• Set of tasks
1. Answer these questions from the account of setting up the class:
(a) How many cycles of the course have been completed since 2005?
(b) In front of which wall is the projector screen installed?
(c) At what time does the first student arrive?
2. Based on the account of setting up the class, does each statement agree with it? Answer yes or no and quote the deciding words.
(a) The class is taught in the Lending Library.
(b) A laptop is used for the PowerPoint presentation.
(c) The PPT file is opened from a CD.
━━━━━ Selected extract
Even after completing 36 cycles of this course since 2005, it still takes about an hour to get all the Opening Night preparation out of the way (enrolling names, printing the roster, copying handouts, making manila folders for each student). Then, the physical class room has to be set up (luckily, we can teach in the Lending Library). We don’t have a laptop for our PowerPoint presentation, which means that our circulation desk top machine has to be untethered from its base, wheeled out on a cart, and hooked up in the library; then, the projector’s hooked up to that. We bring out the projector screen and install it in front of the hard cover Biography wall. Then everything gets plugged in and tested. The last thing is opening the PPT file from a CD to make sure it runs.

All this is done 2.5 hours before the first student arrives at 6PM, which is when the Lending Library re-opens.
━━━━━━━━━━
━━━━━ Information given
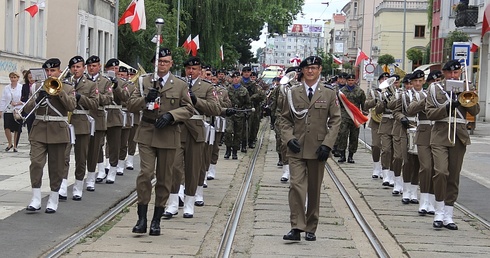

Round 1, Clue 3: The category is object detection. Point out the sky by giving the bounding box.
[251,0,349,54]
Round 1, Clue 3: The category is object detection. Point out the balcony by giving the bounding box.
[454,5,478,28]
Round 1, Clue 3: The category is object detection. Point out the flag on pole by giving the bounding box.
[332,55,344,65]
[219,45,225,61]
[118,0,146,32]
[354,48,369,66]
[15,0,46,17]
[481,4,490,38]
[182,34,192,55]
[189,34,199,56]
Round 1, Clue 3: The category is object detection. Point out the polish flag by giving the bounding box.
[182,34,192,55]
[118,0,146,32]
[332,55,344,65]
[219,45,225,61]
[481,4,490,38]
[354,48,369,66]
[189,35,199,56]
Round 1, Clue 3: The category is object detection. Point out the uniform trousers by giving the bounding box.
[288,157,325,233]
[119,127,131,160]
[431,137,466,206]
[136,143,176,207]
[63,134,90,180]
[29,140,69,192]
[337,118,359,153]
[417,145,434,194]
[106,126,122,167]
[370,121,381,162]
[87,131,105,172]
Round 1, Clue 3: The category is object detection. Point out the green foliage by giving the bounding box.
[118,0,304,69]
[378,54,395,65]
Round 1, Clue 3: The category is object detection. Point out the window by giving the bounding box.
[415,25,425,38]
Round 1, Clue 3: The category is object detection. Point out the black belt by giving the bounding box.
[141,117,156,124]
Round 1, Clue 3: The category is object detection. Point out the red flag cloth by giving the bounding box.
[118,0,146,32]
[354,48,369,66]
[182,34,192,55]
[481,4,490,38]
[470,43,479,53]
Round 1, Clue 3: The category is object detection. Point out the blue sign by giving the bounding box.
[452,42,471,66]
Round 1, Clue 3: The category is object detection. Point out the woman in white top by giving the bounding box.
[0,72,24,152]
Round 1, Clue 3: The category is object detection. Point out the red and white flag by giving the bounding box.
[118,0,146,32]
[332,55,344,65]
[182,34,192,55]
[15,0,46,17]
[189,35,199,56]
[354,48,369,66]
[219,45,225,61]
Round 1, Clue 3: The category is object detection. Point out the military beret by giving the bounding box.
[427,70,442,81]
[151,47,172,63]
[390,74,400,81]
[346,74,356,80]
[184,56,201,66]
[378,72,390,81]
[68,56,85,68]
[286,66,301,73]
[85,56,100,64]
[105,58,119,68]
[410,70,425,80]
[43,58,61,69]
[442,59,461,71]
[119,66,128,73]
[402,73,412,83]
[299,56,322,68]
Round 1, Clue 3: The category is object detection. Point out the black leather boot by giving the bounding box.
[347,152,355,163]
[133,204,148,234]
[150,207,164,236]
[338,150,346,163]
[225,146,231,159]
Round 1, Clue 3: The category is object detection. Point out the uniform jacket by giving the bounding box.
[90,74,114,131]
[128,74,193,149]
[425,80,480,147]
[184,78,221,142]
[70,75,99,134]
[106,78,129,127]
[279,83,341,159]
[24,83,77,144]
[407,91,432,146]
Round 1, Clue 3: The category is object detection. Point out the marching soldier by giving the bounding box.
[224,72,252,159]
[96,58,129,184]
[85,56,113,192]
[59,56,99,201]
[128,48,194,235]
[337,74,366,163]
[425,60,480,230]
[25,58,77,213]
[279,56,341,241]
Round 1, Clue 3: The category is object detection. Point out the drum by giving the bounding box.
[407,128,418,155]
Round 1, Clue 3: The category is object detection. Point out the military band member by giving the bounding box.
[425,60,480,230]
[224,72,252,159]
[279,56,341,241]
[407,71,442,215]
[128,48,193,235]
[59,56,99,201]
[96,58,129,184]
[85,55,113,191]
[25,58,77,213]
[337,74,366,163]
━━━━━━━━━━
• Solutions to each task
1.
(a) 36
(b) The hard cover Biography wall
(c) 6PM

2.
(a) Yes: "luckily, we can teach in the Lending Library"
(b) No: "We don’t have a laptop for our PowerPoint presentation"
(c) Yes: "opening the PPT file from a CD to make sure it runs"